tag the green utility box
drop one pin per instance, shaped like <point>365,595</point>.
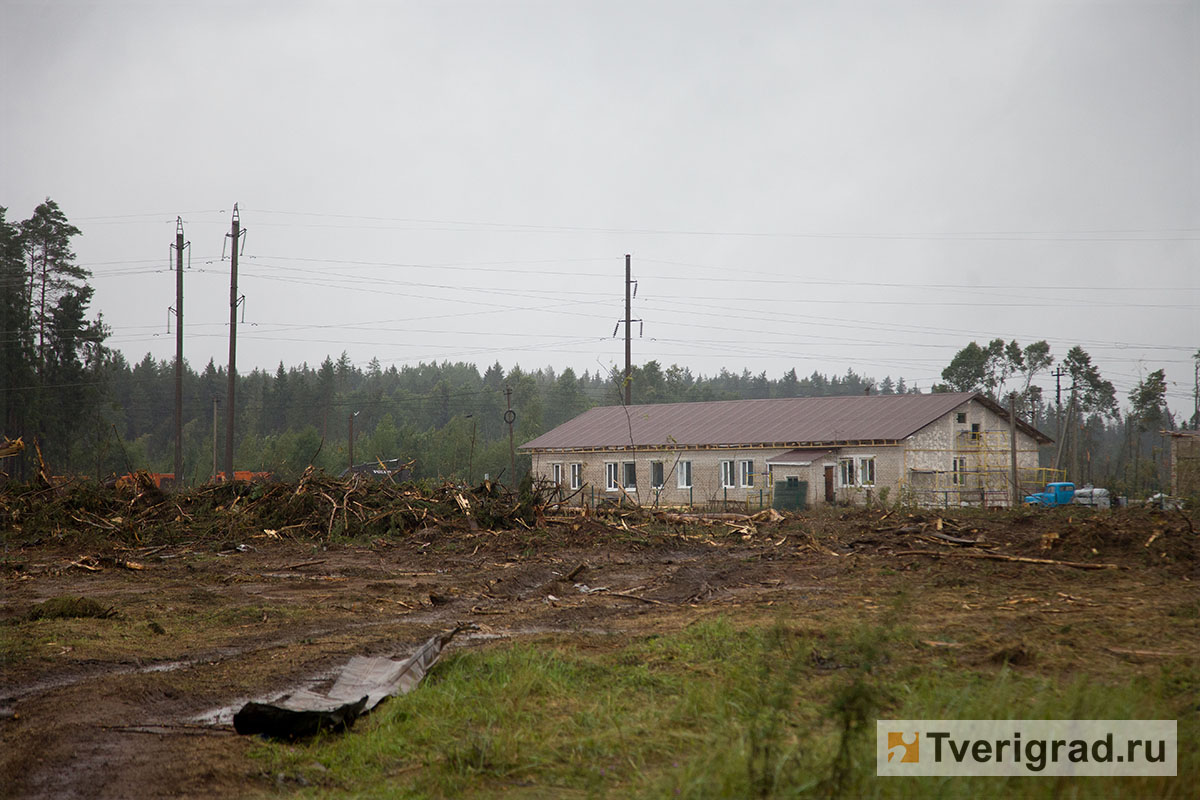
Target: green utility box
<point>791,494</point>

* * *

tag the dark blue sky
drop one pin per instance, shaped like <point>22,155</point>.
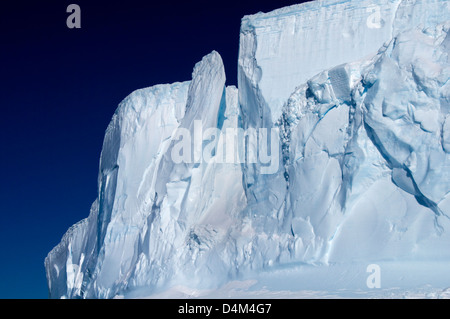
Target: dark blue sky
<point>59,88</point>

Stated problem:
Arrange the listing lines as a Markdown table with the columns Row and Line, leaving out blank lines, starting at the line containing "tag the green utility box" and ending at the line containing "<point>791,494</point>". Include only those lines, and leave the pictures out of the table.

Response to this exercise:
| Row | Line |
|---|---|
| 1 | tag the green utility box |
| 2 | drop one pin per instance, shaped like <point>365,595</point>. |
| 3 | Target: green utility box |
| 4 | <point>791,494</point> |